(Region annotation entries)

....

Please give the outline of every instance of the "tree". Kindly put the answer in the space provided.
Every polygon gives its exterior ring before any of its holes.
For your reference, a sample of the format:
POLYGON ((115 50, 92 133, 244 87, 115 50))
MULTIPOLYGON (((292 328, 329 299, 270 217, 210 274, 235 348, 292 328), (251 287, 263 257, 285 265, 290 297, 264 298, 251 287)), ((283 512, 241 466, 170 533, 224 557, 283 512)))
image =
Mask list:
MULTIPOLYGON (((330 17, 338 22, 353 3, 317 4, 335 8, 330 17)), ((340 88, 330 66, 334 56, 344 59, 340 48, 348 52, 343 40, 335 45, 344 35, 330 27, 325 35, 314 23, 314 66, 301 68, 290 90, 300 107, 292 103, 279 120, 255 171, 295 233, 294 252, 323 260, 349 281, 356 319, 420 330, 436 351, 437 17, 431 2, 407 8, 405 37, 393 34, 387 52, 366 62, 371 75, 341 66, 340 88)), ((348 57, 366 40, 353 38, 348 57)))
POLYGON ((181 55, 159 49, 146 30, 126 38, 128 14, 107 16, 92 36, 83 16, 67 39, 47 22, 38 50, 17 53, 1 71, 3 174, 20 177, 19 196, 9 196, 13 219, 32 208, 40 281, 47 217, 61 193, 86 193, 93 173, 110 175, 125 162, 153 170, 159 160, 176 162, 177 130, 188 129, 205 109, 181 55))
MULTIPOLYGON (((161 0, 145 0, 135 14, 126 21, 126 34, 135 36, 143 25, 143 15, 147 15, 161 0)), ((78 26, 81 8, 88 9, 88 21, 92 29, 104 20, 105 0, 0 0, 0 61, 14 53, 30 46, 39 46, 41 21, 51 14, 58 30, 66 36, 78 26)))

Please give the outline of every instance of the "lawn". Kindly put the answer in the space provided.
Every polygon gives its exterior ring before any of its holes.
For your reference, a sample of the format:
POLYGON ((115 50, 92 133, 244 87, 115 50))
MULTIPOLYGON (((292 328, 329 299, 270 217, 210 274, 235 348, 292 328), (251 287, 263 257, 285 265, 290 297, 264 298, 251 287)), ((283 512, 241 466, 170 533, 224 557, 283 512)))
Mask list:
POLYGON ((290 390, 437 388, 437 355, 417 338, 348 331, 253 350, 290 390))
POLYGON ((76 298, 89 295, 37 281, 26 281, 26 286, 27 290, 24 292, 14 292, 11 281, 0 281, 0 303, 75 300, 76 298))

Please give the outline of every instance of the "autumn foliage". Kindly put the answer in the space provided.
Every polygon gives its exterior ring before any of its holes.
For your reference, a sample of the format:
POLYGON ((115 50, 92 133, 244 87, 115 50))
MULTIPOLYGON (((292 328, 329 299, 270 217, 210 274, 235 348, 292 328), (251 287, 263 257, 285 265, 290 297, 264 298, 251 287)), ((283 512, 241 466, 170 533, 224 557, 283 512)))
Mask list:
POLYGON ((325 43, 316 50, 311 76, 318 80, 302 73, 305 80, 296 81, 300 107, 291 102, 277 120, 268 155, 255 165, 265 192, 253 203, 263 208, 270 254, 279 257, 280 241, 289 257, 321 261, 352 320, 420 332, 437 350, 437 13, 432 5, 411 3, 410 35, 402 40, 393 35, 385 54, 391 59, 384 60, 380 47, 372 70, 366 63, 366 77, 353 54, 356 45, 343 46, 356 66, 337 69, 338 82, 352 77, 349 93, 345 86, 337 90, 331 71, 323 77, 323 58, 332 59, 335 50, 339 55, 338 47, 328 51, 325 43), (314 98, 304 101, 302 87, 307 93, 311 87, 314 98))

....

» **Task brief**: Reproduce the records word for word, starting at the very beginning and ending with the line that contains "MULTIPOLYGON (((330 17, 338".

» **Completed task**:
Please give the outline of every instance of the "tree". Kindly put the answer in the space provided.
Every polygon gives its exterior ring before any of its holes.
For your reference, a sample of the format:
POLYGON ((115 50, 92 133, 244 87, 115 50))
MULTIPOLYGON (((292 328, 329 299, 270 217, 210 274, 235 348, 292 328), (251 287, 263 257, 285 265, 290 297, 264 298, 251 287)), ((283 512, 241 466, 170 533, 224 557, 283 512)))
image =
Mask list:
MULTIPOLYGON (((330 17, 338 22, 353 3, 317 4, 335 8, 330 17)), ((340 88, 330 66, 334 56, 344 59, 340 48, 348 52, 343 40, 335 45, 344 35, 330 27, 325 35, 314 23, 314 66, 301 68, 290 90, 300 107, 292 103, 279 120, 255 171, 295 233, 294 252, 323 260, 349 281, 356 319, 420 330, 436 351, 437 17, 431 2, 407 8, 405 37, 393 34, 387 52, 366 62, 371 75, 341 66, 340 88)), ((348 57, 366 40, 353 38, 348 57)))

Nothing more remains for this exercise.